Aim of the exercise
Which lines run from the one containing "Where can the fly's hind" to the end of the records? Write them out exactly, both ends included, and nothing else.

Supplied data
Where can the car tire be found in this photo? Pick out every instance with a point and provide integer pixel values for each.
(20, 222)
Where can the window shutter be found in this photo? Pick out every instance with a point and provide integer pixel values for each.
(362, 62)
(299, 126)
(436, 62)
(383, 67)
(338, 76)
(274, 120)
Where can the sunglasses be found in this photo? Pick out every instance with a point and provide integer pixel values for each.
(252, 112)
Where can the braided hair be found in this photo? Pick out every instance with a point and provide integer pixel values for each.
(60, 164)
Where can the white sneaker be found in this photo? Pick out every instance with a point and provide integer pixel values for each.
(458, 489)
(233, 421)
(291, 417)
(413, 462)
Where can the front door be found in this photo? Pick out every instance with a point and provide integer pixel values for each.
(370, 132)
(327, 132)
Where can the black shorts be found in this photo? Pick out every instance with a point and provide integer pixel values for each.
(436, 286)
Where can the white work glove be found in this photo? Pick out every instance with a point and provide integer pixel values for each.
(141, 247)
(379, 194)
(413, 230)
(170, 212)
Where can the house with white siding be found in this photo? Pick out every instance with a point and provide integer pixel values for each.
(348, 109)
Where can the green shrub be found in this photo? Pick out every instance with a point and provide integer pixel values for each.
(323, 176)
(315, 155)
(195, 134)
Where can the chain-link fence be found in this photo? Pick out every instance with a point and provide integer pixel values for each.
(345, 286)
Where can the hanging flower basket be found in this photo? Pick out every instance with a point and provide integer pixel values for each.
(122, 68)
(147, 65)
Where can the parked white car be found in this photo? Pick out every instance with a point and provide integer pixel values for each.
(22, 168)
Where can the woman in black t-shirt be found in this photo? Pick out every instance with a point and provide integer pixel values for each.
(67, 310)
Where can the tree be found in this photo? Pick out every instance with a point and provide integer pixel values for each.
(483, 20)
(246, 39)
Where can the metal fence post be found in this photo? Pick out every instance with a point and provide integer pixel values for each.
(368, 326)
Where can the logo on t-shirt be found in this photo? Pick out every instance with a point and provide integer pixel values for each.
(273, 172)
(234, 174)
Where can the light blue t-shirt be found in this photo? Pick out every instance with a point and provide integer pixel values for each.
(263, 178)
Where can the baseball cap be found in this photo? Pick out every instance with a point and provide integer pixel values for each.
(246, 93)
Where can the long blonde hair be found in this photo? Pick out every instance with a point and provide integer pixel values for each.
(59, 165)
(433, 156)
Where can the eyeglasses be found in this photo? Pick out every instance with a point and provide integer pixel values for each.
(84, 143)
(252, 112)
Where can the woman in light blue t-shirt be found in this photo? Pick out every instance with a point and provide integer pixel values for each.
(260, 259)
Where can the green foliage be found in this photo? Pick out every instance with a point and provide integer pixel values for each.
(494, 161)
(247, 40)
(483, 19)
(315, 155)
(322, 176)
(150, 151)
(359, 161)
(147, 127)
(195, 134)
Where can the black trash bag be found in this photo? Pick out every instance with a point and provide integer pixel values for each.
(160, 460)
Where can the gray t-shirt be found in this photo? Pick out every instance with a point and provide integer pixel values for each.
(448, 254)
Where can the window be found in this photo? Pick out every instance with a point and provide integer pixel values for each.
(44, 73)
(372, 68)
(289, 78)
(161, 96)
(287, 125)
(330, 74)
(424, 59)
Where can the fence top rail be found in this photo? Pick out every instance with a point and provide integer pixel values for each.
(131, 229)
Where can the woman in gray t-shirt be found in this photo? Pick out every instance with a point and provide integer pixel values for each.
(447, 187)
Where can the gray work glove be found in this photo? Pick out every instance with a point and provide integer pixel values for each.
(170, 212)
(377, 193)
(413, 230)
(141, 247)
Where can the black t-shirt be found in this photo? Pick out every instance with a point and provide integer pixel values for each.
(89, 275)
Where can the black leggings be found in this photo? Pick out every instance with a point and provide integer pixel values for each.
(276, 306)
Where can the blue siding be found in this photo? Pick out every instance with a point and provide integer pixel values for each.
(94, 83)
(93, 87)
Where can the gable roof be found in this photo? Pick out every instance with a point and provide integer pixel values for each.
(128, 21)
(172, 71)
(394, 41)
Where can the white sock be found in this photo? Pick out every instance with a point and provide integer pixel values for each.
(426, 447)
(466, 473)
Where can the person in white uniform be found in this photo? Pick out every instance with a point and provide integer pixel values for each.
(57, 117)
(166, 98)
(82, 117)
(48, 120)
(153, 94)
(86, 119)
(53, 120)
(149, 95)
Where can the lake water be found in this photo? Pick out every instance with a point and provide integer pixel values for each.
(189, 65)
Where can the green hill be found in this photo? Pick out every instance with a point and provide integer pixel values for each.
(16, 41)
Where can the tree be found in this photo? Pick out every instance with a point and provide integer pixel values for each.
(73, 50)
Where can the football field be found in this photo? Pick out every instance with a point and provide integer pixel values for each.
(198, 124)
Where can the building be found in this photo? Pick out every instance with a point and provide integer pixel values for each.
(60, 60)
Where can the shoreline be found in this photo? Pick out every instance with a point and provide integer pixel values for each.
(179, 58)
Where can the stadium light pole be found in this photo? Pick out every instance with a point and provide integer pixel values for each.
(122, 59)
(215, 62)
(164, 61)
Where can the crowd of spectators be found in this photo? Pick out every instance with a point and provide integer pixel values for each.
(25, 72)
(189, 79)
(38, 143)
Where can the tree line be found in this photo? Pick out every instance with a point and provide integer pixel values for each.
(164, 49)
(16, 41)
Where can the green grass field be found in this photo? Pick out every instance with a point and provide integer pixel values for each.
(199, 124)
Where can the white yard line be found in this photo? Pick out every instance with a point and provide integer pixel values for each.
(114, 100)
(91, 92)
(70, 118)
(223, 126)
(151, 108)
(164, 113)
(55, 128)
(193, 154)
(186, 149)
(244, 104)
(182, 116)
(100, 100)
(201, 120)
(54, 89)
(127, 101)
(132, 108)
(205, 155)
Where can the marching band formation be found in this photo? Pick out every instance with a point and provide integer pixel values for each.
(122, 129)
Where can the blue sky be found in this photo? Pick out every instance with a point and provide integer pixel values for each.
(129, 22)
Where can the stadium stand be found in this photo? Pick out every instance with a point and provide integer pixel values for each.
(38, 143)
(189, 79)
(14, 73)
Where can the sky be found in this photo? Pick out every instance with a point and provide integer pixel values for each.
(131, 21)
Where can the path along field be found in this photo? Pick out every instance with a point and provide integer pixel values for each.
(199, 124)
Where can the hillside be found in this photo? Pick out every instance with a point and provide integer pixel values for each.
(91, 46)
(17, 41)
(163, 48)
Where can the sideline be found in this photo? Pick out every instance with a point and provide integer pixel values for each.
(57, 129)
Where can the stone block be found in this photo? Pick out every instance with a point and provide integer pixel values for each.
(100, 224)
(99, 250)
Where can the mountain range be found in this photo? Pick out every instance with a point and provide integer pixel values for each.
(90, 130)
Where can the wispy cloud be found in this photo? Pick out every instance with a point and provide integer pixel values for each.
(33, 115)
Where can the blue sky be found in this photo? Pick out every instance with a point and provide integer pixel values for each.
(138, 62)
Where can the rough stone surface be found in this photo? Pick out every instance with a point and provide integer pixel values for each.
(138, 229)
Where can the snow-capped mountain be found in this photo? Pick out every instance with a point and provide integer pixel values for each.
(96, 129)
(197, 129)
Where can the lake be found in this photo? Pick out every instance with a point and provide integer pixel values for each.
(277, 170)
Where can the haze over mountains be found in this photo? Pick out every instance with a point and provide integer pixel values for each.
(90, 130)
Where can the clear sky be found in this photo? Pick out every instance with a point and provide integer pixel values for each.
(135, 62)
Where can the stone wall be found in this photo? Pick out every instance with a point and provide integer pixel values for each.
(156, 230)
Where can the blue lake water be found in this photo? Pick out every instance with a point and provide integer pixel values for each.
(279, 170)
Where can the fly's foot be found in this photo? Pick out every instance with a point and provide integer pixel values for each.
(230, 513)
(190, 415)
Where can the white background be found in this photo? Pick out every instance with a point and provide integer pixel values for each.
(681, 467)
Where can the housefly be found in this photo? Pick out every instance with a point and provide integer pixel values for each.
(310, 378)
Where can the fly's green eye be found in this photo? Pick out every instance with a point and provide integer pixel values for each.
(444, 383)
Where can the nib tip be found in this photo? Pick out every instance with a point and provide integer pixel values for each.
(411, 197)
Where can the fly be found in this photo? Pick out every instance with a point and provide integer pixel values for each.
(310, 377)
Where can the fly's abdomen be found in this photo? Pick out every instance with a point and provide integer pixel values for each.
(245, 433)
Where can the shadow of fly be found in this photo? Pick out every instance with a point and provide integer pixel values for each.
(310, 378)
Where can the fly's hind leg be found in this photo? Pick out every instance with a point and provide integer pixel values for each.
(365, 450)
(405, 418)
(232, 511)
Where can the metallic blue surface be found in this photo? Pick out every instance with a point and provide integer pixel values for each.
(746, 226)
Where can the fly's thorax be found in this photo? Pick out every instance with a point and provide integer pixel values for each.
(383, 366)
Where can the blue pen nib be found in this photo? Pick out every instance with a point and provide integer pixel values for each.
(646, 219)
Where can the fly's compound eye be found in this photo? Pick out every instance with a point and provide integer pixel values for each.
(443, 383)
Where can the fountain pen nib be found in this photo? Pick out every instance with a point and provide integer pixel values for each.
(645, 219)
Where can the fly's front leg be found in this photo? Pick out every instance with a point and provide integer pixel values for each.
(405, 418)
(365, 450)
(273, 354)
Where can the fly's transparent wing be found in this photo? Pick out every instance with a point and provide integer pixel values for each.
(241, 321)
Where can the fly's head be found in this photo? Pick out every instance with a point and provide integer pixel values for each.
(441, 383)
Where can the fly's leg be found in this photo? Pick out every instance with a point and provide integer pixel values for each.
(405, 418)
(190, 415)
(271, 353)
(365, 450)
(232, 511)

Output
Where can the fly's hind leg be found in this photo? Pick out every instance with a point and provide integer pixel values for each.
(365, 450)
(405, 418)
(232, 511)
Where can the metallic blue surface be found in this photo? Pick out every instance with a point and provide integer pixel values for each.
(746, 226)
Where can the fly's thorax be found in this photo? Pick out every instance with a point and provide integer pixel values for each.
(383, 366)
Where can the blue pen nib be found in this photo? Pick out every instance with a point and provide integer pixel values for each.
(646, 219)
Where can the fly's compound eye be found in this photo? Pick out every instance with a point and provide integer pixel values for each.
(443, 383)
Where can the fountain pen nib be found in this photo? Pick out every instance with a point and provide integer pixel values for each.
(645, 219)
Where can the fly's front leg be found in this photo? Pick out every instance with a point and provide integer pixel values for each.
(405, 418)
(365, 450)
(273, 354)
Where can the fly's transparent wing be found in this photo? Pick out every instance with a point and provide integer pixel values for each.
(241, 321)
Where can the fly's head be found in this photo? Pick out every instance with a point and provide integer pixel values for each.
(441, 383)
Where can the fly's leg be found in this photo? Pick out every instance with a point and provide integer pixel values for each.
(405, 418)
(190, 415)
(271, 353)
(365, 450)
(232, 511)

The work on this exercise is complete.